## [Given task 1]
Name every town or city mentioned in the memoir about pub kids below, listing each one once.
## [Given task 2]
Pick up the memoir about pub kids after its final sentence and carry it on.

## [Text shown]

---

Vicar on a two-stroke


During my mum’s time working in pubs, notably the White House at Kegworth and the Green Man at Loughborough, I became exposed to the curious breed that was “pub kids”.


These were the offspring of the pub-managers or landlords/landladies. Basically in my eyes, they were spoilt rotten. How I envied the way they would waltz down from the flat above the pub, where they had as much colour telly as they wanted, help themselves to as many packets of KP Cheese and Onion crisps in the yellow and green packets (deadly strong crisps!) or Hoyes Cola (made in Leicester, it was much sweeter and nicer than the real thing!) then go back to their little paradise above the pub.


Spoilt brats! But I so much wanted a slice of the action for meeee meeee meeeeee!


I briefly became a pub-kid during the summer of 1984. It is a long story. My mum worked at the White House in Kegworth for John and Angie Bachelor (its now called the Otter and its nothing like it used to be believe me! Back in the day it sold REAL unique food, not ding-dong rubbish!). The landlord and landlady divorced. Although my mum thought a lot of John Bachelor and would undoubtedly credit her vast knowledge of the trade to John's guidance, she was lured over to the Green Man, Loughborough the pub that Angie got as part of the divorce settlement. Angie then added a second pub to her portfolio, the wonderful Black Swan at Shepshed.

---

## [Dataset extract]

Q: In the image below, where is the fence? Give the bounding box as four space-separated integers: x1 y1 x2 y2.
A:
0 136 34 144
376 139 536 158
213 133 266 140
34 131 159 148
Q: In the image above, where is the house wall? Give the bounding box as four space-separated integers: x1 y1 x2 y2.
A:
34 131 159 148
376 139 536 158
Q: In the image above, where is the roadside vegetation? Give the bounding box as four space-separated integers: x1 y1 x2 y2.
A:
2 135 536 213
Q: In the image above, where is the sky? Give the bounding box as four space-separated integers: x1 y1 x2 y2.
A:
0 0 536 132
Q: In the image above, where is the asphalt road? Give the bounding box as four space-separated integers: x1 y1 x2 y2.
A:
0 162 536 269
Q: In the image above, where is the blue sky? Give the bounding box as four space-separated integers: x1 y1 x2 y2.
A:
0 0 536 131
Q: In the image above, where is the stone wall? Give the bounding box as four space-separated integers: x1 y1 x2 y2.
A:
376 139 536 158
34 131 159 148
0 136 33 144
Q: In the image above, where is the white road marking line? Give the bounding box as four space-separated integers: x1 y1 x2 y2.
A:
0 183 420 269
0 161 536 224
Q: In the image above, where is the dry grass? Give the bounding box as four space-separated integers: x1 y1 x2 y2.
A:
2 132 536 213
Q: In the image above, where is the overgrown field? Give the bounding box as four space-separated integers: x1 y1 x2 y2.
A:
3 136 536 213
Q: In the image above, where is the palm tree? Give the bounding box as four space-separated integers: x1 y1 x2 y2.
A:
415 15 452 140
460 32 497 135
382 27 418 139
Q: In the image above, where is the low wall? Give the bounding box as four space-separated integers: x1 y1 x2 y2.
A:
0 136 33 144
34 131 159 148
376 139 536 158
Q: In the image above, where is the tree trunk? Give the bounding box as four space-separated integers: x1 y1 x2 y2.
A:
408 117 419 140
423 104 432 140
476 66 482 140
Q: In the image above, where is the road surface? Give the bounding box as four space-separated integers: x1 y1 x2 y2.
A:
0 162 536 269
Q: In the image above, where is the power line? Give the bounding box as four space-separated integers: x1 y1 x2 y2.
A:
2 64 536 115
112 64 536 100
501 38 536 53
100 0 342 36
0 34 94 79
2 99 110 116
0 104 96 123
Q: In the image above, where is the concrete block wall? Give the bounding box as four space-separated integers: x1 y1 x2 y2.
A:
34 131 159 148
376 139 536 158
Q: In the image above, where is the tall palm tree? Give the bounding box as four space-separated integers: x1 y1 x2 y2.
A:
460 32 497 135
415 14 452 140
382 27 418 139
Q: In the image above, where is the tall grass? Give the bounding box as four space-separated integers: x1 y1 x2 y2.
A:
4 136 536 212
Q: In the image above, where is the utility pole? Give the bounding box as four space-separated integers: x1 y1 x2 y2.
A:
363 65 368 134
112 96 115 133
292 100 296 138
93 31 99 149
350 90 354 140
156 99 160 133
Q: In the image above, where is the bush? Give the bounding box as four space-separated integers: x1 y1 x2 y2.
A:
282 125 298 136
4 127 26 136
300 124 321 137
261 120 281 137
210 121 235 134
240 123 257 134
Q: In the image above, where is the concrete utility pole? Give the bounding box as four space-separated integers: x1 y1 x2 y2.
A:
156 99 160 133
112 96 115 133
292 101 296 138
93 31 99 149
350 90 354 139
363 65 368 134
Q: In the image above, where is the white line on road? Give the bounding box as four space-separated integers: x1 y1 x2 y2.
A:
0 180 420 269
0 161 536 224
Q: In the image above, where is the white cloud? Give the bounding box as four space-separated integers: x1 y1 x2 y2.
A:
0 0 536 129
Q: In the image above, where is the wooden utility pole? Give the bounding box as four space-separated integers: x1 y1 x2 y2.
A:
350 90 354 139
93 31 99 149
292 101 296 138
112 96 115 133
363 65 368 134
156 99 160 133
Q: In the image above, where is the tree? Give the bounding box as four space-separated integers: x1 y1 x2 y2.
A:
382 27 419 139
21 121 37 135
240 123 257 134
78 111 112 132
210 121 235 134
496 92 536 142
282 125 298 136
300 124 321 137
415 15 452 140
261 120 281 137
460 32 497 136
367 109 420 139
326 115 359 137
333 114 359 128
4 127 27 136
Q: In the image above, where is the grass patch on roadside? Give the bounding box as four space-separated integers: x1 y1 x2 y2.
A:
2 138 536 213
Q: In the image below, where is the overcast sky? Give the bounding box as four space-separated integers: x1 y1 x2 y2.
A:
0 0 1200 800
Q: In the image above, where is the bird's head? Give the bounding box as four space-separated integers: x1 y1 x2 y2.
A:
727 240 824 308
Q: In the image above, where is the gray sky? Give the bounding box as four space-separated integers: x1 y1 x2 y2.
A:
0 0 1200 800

---

## [Final answer 1]
Kegworth, Loughborough, Leicester, Shepshed

## [Final answer 2]
I must admit I registered my firm protest with my mum at her decision to move to the Green Man, because me and Angie did not see eye-to-eye at the time! Now she would become my mum’s boss! I suppose it could have had something to do with my falling in the River Soar behind the White House on a couple of occasions, and having to clean myself up in the flat upstairs and leaving Angie’s posh bathroom suite covered in algae and scum! Then there were the garden tools that mysteriously went missing. And then there was the lawnmower that I accidentally broke whilst mowing the lawns at the White House. Or the contempt Jim, the White House gardener had for me, as well as losing his tools and breaking his mower, he was a Manchester United fan and my constant taunts led him to warn my mum he would not be responsible for his actions if this fat-little-Leeds-fan-gobshite kept winding-him up. He resigned in the end I think. And then there was the five pounds she had paid me upfront to woodstain all the pub garden furniture at the Black Swan, but I got bored after doing two tables and buggered-off over the road to the snooker club and spent her money.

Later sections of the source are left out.